#### Work task
A line below contains "Target: driver's dark jacket", and a later one contains "Target: distant treeline". Repeat both, with every line between them, exactly.

#### Provided data
================
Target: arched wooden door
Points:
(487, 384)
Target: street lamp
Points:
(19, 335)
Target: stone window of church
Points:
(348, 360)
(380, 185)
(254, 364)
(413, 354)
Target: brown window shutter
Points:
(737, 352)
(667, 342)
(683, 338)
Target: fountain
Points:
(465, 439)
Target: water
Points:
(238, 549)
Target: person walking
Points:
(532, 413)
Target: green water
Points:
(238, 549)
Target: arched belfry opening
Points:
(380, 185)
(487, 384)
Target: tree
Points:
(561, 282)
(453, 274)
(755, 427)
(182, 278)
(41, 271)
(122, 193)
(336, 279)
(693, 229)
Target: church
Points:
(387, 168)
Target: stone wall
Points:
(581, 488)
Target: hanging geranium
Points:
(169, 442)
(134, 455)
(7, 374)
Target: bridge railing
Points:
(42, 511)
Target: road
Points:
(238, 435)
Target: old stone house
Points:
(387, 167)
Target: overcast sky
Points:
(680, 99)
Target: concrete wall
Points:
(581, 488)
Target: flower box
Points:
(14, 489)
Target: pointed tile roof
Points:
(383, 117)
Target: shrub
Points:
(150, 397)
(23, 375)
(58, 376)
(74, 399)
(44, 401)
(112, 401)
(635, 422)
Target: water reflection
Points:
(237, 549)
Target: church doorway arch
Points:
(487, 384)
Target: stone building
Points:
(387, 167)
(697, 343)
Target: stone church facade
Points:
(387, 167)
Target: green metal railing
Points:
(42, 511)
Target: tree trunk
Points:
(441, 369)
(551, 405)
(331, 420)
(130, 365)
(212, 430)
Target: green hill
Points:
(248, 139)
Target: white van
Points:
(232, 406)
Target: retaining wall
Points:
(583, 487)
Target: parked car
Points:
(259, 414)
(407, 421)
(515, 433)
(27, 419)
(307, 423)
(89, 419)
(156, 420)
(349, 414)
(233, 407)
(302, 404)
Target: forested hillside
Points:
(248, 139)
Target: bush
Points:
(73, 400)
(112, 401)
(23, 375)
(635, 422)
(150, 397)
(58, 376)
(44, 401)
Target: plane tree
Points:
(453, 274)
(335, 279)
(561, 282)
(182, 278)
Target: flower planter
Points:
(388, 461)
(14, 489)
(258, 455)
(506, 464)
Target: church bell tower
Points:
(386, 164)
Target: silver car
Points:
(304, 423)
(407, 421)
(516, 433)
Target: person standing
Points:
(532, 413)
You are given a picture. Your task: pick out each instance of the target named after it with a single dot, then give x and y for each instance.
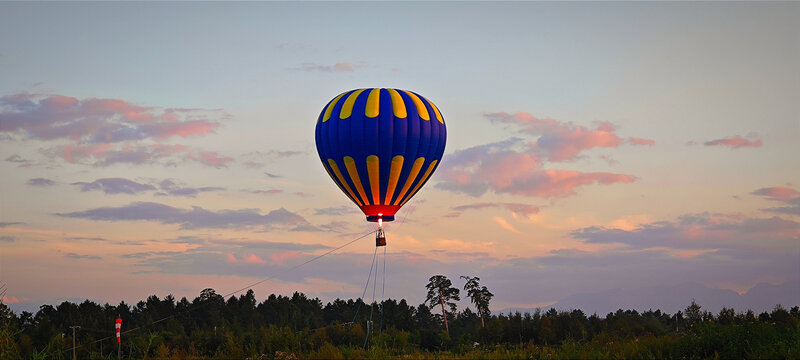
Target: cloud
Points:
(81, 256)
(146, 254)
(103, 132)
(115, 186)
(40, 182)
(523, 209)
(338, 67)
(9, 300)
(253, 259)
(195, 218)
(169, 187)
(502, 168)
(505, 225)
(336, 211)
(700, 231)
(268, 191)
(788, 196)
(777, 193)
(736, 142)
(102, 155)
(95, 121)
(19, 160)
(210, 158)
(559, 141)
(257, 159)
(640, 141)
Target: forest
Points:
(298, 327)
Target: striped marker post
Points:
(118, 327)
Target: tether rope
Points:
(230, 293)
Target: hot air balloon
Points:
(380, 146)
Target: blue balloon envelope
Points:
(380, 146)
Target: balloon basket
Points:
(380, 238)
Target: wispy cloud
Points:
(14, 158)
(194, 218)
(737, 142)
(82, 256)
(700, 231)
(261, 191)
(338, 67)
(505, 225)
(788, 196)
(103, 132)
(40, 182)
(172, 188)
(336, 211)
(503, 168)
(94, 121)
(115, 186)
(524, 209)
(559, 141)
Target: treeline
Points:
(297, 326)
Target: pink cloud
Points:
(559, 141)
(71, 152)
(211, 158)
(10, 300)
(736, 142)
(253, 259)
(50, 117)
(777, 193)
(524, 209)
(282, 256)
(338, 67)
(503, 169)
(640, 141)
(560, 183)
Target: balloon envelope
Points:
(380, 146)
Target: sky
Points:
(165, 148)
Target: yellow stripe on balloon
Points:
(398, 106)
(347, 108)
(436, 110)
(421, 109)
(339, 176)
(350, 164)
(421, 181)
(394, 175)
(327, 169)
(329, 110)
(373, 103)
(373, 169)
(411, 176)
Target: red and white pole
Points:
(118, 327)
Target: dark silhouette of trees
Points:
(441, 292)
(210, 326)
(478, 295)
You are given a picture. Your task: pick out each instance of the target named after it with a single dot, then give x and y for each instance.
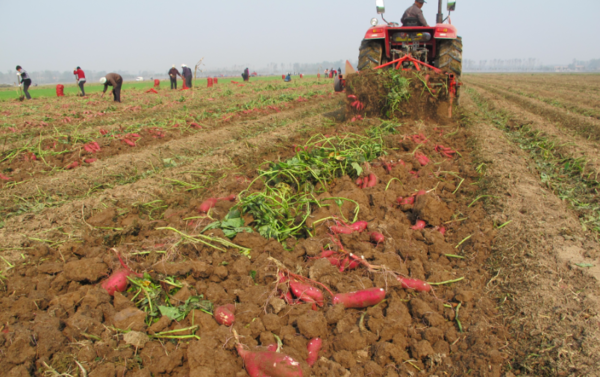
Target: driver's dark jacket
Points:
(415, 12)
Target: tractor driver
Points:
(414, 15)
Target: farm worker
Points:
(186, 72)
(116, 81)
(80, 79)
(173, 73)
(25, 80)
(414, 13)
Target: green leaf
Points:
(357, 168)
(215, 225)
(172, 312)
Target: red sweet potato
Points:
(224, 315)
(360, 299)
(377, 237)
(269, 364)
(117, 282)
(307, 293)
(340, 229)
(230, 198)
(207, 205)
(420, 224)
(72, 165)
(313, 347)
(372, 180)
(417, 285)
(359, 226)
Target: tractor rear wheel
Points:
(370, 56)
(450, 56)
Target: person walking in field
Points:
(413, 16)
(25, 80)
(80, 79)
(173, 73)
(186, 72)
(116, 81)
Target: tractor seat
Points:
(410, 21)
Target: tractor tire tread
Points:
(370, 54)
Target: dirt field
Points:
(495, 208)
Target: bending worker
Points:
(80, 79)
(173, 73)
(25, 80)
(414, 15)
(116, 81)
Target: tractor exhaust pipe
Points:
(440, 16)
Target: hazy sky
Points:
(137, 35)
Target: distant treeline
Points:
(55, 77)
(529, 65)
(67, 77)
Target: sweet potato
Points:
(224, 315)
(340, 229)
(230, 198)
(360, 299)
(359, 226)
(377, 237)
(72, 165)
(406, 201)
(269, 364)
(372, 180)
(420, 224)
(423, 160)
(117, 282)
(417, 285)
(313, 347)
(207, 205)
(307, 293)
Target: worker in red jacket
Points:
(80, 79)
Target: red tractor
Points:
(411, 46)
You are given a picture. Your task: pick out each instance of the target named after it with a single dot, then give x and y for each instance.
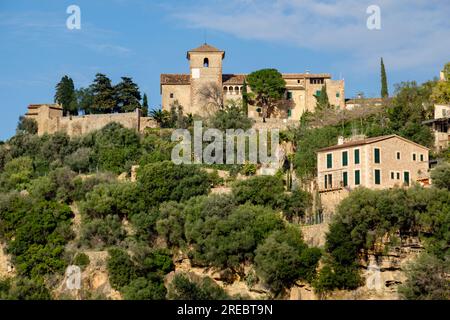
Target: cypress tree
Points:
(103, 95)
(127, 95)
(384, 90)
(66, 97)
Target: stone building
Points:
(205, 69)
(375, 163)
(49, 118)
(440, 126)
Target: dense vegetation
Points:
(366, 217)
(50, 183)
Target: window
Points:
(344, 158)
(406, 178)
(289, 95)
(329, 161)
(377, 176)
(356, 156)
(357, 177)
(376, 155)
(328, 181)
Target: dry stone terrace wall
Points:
================
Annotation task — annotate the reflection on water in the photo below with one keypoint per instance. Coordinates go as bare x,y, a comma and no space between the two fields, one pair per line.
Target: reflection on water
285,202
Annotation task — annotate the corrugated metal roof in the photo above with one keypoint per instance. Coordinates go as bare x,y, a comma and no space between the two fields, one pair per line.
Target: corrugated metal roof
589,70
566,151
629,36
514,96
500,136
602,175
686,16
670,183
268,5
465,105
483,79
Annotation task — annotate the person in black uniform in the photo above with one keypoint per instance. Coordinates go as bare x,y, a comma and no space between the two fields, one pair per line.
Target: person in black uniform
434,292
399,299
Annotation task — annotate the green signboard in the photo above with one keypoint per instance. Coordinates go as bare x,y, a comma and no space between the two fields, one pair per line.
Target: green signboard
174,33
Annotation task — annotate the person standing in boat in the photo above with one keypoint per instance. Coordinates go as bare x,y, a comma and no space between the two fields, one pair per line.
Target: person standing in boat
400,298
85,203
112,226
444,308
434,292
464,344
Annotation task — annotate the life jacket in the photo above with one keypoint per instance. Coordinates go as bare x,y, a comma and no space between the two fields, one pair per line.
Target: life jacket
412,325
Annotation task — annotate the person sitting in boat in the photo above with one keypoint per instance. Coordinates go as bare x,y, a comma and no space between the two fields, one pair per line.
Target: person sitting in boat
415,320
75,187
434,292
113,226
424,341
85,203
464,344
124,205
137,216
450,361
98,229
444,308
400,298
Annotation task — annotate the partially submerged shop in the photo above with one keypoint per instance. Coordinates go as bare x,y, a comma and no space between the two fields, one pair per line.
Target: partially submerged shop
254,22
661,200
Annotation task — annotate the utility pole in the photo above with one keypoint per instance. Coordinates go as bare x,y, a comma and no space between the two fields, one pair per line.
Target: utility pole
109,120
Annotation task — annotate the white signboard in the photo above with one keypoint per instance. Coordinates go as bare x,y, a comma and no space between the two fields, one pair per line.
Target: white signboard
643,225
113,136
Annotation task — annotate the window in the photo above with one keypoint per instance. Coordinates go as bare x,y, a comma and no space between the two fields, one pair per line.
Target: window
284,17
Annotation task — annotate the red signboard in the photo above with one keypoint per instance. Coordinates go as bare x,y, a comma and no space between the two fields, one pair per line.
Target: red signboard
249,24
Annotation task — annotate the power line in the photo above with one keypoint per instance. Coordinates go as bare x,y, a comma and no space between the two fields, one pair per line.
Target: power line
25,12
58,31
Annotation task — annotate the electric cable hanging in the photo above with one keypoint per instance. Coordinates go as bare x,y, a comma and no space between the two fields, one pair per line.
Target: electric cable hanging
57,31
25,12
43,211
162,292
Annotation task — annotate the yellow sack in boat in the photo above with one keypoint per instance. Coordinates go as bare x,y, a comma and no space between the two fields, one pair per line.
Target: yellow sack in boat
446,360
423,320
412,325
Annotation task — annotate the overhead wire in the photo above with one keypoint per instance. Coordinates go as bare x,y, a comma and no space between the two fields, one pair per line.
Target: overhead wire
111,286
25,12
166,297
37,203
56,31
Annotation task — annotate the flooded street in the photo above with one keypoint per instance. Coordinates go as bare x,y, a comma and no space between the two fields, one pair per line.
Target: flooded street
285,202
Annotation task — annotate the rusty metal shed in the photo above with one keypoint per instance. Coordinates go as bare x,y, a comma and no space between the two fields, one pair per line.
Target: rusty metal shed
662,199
================
#### Reply
Target: driver's dark jacket
Points:
(415, 12)
Target: tractor driver
Points:
(414, 15)
Target: farm worker
Points:
(186, 72)
(116, 81)
(80, 79)
(173, 73)
(25, 80)
(414, 13)
Target: green leaf
Points:
(357, 168)
(215, 225)
(172, 312)
Target: red sweet potato
Points:
(224, 315)
(360, 299)
(377, 237)
(269, 364)
(117, 282)
(307, 293)
(340, 229)
(230, 198)
(207, 205)
(420, 224)
(72, 165)
(313, 347)
(372, 180)
(417, 285)
(359, 226)
Target: tractor rear wheel
Points:
(370, 56)
(450, 56)
Target: person walking in field
Points:
(413, 16)
(25, 80)
(80, 79)
(173, 73)
(186, 72)
(116, 81)
Target: tractor seat
Points:
(410, 21)
Target: tractor tire tread
Points:
(370, 54)
Target: dirt field
Points:
(495, 208)
Target: bending worker
Points:
(80, 79)
(173, 73)
(25, 80)
(414, 15)
(116, 81)
Target: tractor exhaust pipe
Points:
(440, 16)
Target: hazy sky
Points:
(137, 35)
Target: distant treeline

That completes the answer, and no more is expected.